## EXERCISE BRIEF
A word-for-word restatement of the whole listing is the expected answer.
__________________________________________________
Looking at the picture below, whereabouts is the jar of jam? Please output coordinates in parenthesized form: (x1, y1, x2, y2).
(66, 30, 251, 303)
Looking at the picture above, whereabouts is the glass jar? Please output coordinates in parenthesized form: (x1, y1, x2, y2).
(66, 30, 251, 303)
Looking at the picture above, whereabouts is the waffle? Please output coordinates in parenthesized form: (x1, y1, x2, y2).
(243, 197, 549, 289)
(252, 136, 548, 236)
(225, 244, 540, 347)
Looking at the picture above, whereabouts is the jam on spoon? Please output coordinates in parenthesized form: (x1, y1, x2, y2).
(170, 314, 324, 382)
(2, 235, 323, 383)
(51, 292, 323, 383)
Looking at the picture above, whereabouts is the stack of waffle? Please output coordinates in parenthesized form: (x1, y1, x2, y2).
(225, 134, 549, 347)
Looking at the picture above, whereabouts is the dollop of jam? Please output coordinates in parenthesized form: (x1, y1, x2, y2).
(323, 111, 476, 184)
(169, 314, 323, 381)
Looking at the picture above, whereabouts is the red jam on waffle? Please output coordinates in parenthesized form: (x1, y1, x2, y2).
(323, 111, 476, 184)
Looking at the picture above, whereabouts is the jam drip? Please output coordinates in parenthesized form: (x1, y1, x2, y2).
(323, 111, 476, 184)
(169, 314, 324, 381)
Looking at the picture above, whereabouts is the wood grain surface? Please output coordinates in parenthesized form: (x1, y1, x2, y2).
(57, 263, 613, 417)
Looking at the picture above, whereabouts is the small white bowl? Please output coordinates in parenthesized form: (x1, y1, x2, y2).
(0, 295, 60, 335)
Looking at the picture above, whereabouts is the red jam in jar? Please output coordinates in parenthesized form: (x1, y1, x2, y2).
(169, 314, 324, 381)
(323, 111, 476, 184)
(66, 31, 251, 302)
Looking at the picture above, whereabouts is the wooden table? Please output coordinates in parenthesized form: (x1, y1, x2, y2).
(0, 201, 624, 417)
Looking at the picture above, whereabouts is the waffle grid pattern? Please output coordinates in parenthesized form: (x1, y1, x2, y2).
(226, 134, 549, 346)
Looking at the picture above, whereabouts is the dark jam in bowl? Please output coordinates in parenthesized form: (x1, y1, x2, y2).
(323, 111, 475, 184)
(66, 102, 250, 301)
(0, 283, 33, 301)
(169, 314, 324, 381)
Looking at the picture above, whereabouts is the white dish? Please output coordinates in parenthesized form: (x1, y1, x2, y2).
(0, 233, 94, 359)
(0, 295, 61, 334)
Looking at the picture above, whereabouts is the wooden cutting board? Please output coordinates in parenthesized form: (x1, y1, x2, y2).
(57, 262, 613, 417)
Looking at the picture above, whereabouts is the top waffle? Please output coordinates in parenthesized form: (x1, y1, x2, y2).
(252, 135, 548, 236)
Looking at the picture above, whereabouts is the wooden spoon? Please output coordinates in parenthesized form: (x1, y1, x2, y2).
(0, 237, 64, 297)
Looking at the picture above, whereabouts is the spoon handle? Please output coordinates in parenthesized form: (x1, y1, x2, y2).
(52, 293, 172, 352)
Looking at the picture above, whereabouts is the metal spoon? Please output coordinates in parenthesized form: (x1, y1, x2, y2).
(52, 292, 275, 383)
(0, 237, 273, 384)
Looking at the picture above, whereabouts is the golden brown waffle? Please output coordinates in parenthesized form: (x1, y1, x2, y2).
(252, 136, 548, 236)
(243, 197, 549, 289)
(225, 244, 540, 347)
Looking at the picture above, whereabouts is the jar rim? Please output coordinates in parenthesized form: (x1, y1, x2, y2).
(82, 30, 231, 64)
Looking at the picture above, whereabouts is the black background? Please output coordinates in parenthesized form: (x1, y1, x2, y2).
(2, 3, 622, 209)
__________________________________________________
## ANSWER SPACE
Looking at the picture below, whereabouts is the jar of jam? Please output coordinates in parenthesized form: (x1, y1, x2, y2).
(66, 30, 251, 303)
Looking at the picture above, whereabouts is the glass jar? Please output coordinates in parenthesized form: (x1, y1, x2, y2).
(66, 30, 251, 303)
Looking at the picture above, whereabouts is the waffle? Please output coordinates in parenthesized form: (x1, y1, x2, y2).
(243, 197, 549, 289)
(252, 136, 548, 236)
(225, 244, 540, 347)
Looking at the picture above, whereabouts is the jam on spoon? Please output coordinates in parenthesized form: (x1, y1, x2, y2).
(170, 314, 324, 382)
(2, 235, 323, 383)
(51, 292, 323, 383)
Looking at the picture above, whereabouts is the stack of waffle? Please output coordinates in parenthesized form: (x1, y1, x2, y2).
(225, 134, 549, 347)
Looking at the picture above, whereabouts is the dollop of jam? Please output coordinates in parenthesized form: (x1, y1, x2, y2).
(323, 111, 476, 184)
(169, 314, 323, 381)
Looking at the picture above, whereabouts is the red jam on waffle? Please output coordinates in parenthesized form: (x1, y1, x2, y2).
(323, 111, 476, 184)
Looking at the picture above, whereabouts is the jam drip? Please output coordinates in parenthesized form: (x1, y1, x2, y2).
(323, 111, 476, 184)
(169, 314, 324, 381)
Looking at the picture above, whereabouts is the wood grain surface? Please output coordinates in parenthesized form: (x1, y1, x2, y2).
(57, 263, 613, 417)
Looking at the picture above, whereabouts is the small white bowl? Please output coordinates in parenthesized form: (x1, y1, x2, y2).
(0, 295, 60, 335)
Looking at the picture above, whereabouts is the red jam in jar? Please output coordinates in parenthesized form: (x1, y1, x2, y2).
(169, 314, 324, 381)
(323, 111, 476, 184)
(66, 31, 251, 302)
Looking at the picture above, whereabouts is the wooden table? Please output coordinates in parenthesized form: (x1, y1, x2, y2).
(0, 201, 624, 417)
Looking at the picture above, whereabouts is the waffle grid pattern? Please output coordinates in parenthesized form: (x1, y1, x2, y2).
(226, 134, 549, 346)
Looking at the picture above, whereabouts is the dark jam in bowl? Please output coordinates in parenthesized form: (x1, y1, x2, y2).
(323, 111, 475, 184)
(66, 102, 250, 301)
(0, 283, 33, 301)
(169, 314, 324, 381)
Looking at the picture above, whereabouts is the white dish? Please output coordinates in parenthesized form: (x1, y1, x2, y2).
(0, 233, 94, 359)
(0, 295, 61, 334)
Looking at the picture above, whereabouts is the wooden cutting board? Please output coordinates in parenthesized form: (x1, y1, x2, y2).
(57, 262, 613, 417)
Looking at the picture above, whereabouts is the top waffle? Please output coordinates in parenthesized form: (x1, y1, x2, y2).
(252, 135, 548, 236)
Looking at the picture above, whereabouts is the wooden spoon? Please output coordinates in parenthesized form: (x1, y1, x2, y2).
(0, 237, 64, 297)
Looking at the picture above, whereabouts is the spoon handle? Please output coordinates in parenthesized form: (x1, y1, x2, y2).
(52, 293, 172, 352)
Looking at the picture above, whereabouts is the metal spoon? Please output coordinates in parenthesized form: (x1, y1, x2, y2).
(52, 292, 275, 383)
(0, 237, 273, 384)
Looking at the picture above, whereabouts is the golden brown waffle? Please output coordinates in parenthesized form: (x1, y1, x2, y2).
(252, 136, 548, 236)
(243, 197, 549, 289)
(225, 244, 540, 347)
Looking at the picture above, whereabouts is the jar rim? Please output coordinates in parenthesized form: (x1, y1, x2, y2).
(82, 30, 231, 64)
Looking at the picture above, whereabouts is the black background? Please output coordinates in parenthesized form: (x1, y1, x2, y2).
(2, 3, 622, 209)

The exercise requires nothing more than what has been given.